Saved entries:

· · · · ·

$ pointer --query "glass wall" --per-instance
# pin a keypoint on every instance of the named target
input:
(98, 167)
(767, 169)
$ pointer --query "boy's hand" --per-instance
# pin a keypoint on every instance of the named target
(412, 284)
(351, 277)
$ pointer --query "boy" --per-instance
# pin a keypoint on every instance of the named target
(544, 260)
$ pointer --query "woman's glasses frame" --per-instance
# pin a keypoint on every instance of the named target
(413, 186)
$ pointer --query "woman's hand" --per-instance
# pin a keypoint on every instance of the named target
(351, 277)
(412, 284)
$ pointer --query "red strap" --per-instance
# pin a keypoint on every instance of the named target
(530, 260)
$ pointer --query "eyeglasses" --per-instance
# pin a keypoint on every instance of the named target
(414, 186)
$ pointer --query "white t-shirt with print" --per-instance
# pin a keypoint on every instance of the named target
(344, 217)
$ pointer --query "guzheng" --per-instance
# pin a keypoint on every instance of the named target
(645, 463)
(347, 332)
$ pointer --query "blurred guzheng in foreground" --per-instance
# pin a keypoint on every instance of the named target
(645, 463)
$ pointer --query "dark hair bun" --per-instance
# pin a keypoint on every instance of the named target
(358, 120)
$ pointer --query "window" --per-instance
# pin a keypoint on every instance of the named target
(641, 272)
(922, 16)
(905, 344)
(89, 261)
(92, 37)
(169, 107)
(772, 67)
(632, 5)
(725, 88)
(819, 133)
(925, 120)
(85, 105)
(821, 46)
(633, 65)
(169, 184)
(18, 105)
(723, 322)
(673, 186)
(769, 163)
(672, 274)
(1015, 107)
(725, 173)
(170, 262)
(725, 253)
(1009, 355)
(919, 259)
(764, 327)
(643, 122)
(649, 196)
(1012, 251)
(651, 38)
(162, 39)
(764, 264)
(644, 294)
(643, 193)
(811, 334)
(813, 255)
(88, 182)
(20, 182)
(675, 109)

· · · · ·

■ Problem details ■
Rewrite the data above as a two-column CSV with the headers "query" and "points." Give one row per search, with the search text and all of its coordinates each in a single quoted field and line breaks replaced by spaces.

■ Output of the exercise ■
query,points
"$ pointer --query ""glass wall"" --per-instance # pin a keypoint on every instance of the named target input:","(98, 167) (767, 169)"
"$ pointer --query ""boy's hand"" --per-instance # pin a keypoint on every instance of the named target","(412, 284) (351, 277)"
"$ pointer --query ""boy"" --per-instance # pin a keypoint on every instance of the named target","(544, 260)"
"$ pointer --query ""woman's glasses frame"" --per-instance # pin a keypoint on every instance of the named target","(413, 186)"
"$ pointer --query ""woman's hand"" --per-instance # pin a keypoint on every instance of the named target","(351, 277) (412, 284)"
"$ pointer --query ""red strap"" --per-instance # pin a keypoint on every instance of the named target","(530, 260)"
"$ pointer --query ""eyeglasses"" --per-instance # pin a keypoint on every instance of the named target","(414, 186)"
"$ pointer --query ""white t-shirt with print"" --per-instance # pin a keypoint on every instance of the named target","(344, 217)"
"$ pointer --query ""guzheng"" --per-instance # pin a keypoint on every instance of the named target","(645, 463) (347, 332)"
"$ pointer --query ""blurred guzheng in foreground"" --per-instance # pin a keypoint on every instance of the named target","(645, 463)"
"$ pointer --query ""dark hair bun"" --per-instance # pin a keypoint on every instance of the named target","(358, 120)"
"$ pointer --query ""window"" --per-instance # pin a keypoint on every instance of the named target","(641, 272) (922, 16) (905, 344) (89, 261) (92, 37) (169, 107) (772, 67) (632, 5) (725, 88) (819, 133) (925, 120) (85, 105) (821, 46) (633, 65) (169, 184) (18, 105) (723, 322) (673, 186) (769, 163) (672, 274) (1015, 107) (725, 173) (170, 262) (725, 253) (1009, 355) (919, 259) (764, 327) (643, 122) (649, 196) (1012, 251) (651, 38) (162, 39) (764, 264) (644, 294) (643, 193) (811, 334) (813, 255) (88, 182) (20, 182) (675, 109)"